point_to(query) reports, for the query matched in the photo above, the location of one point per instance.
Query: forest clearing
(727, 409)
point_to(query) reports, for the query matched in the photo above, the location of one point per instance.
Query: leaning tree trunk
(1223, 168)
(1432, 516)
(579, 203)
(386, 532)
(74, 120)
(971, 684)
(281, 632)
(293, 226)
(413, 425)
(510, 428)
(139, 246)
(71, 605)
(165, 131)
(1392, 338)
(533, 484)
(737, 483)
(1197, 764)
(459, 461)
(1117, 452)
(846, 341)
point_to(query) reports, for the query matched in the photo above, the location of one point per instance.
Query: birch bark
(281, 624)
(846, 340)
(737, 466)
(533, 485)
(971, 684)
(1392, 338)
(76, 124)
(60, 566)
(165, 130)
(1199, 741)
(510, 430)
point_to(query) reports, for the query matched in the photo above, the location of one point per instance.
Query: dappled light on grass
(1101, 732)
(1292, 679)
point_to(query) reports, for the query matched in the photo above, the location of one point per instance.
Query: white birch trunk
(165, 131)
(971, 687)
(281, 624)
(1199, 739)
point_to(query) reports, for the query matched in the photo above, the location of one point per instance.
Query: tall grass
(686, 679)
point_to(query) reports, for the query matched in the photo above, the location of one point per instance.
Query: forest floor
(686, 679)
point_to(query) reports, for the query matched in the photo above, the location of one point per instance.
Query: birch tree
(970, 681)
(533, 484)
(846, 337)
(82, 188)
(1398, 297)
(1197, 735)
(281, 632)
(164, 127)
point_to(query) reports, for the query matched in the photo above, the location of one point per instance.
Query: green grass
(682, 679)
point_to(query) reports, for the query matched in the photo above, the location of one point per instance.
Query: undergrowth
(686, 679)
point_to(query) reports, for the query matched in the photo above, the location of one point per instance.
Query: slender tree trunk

#####

Task requirements: Rewrite the entries above, starting at the first one and ending at the line containing "(1292, 679)", with "leaning tree trunk" swapped for "tilted tree trunk" and nothing else changed.

Task solution:
point_to(query) reports, for the query matched in the photo above, the location of one point per instance.
Query: forest clearing
(727, 409)
point_to(query) reports, for the query matched in the photo above, the location of one point per instance.
Query: tilted tree trunk
(1223, 168)
(1432, 516)
(579, 203)
(386, 532)
(74, 120)
(971, 684)
(281, 632)
(293, 226)
(413, 425)
(510, 428)
(139, 246)
(71, 605)
(165, 131)
(1392, 338)
(533, 484)
(737, 483)
(1197, 764)
(459, 461)
(1117, 452)
(846, 341)
point_to(query) reports, for the query matched in the photo above, the location of one point per instance.
Query: birch bark
(281, 624)
(846, 340)
(737, 466)
(533, 485)
(971, 684)
(1392, 338)
(76, 124)
(60, 566)
(165, 130)
(1199, 741)
(510, 430)
point_to(query) reports, for the query matched in the photo above, the location of one point per instance.
Query: dappled light on grass
(1101, 732)
(1292, 679)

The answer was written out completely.